> **SUPPLIED ENTRIES**
★ ★ ★

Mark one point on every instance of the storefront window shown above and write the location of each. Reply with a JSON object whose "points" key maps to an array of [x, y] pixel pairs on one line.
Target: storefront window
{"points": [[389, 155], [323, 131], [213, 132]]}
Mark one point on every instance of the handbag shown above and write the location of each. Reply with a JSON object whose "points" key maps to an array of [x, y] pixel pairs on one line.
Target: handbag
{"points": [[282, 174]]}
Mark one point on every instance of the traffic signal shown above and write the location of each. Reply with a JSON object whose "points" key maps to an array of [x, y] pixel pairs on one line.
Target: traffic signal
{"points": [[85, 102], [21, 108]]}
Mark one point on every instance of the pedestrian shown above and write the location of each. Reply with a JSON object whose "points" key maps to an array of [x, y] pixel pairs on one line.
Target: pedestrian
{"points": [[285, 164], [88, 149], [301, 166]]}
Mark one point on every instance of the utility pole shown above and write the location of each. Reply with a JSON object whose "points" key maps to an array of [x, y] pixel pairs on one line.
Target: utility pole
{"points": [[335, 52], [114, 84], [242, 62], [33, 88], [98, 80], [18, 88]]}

★ ★ ★

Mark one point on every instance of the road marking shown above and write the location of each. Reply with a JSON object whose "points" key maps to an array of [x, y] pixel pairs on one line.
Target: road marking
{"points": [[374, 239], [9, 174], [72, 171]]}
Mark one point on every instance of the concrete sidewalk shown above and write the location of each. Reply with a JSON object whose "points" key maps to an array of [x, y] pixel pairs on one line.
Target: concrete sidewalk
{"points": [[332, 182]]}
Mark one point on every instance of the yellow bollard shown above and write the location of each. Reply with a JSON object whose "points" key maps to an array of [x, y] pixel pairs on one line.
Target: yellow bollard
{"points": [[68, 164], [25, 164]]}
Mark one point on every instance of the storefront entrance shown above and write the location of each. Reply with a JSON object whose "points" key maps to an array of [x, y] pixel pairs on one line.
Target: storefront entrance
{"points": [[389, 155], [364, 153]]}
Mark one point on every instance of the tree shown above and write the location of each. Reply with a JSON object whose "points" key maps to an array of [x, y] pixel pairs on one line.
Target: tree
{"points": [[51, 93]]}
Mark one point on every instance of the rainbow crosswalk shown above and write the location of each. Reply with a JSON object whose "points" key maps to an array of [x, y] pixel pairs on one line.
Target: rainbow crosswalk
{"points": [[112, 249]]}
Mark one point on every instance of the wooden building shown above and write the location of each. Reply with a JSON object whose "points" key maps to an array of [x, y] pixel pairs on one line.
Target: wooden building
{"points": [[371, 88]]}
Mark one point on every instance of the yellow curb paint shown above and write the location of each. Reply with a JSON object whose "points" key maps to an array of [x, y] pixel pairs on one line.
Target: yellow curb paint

★ ★ ★

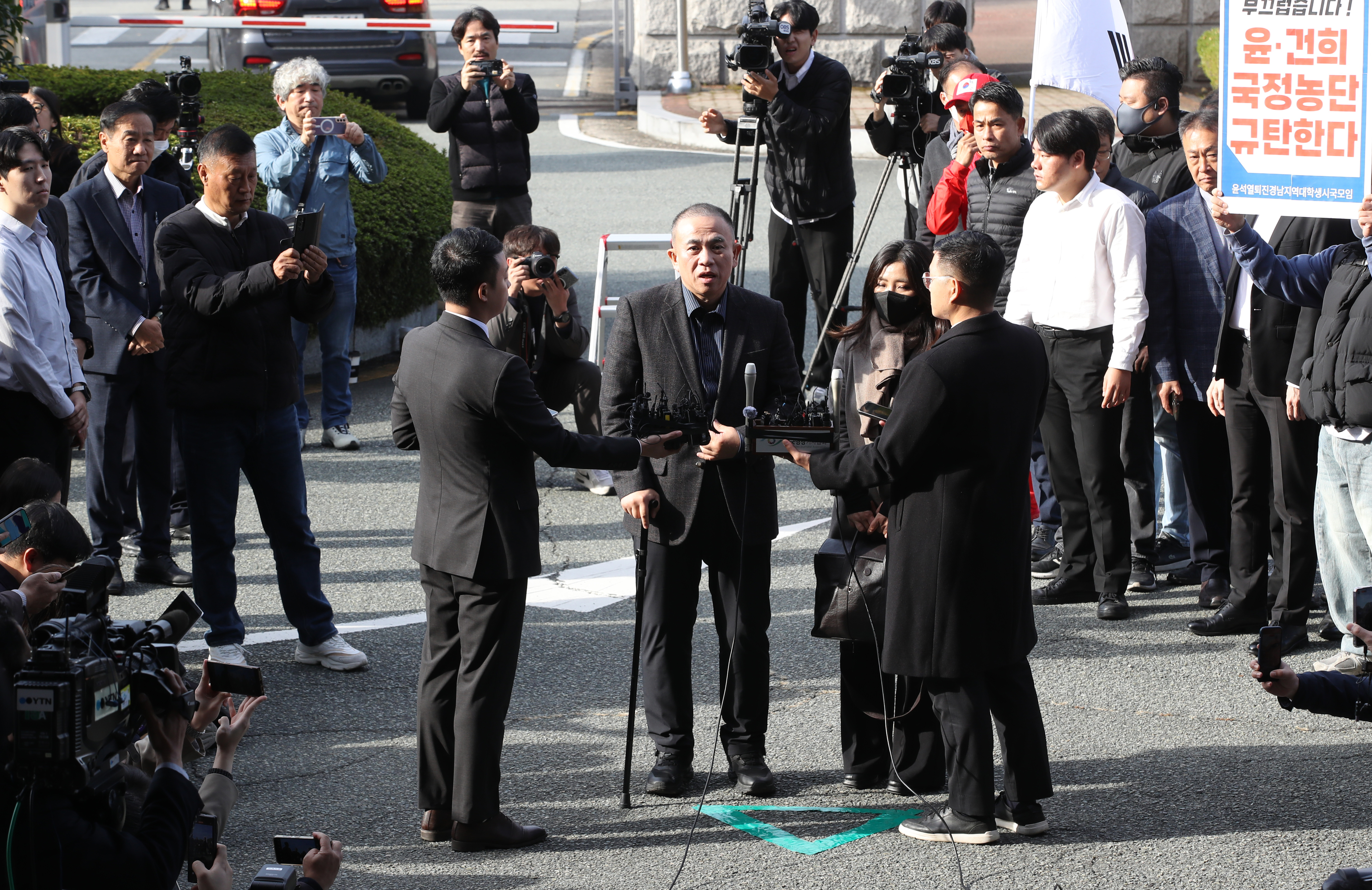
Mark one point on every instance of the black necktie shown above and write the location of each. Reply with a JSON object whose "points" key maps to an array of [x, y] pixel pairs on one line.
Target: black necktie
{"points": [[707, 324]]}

★ ★ ★

> **GIVEN INSTRUCTION**
Please pick out and copy every line of the items above that contains the word "pedestrian".

> **EXERCISE RESPONSE**
Mark one point on every instance of the pedestrian shown above and write the location of each. Reply with a JSON object whose "points" key maps to an array of [x, y] pixel pairs on one line.
Target: pedestrian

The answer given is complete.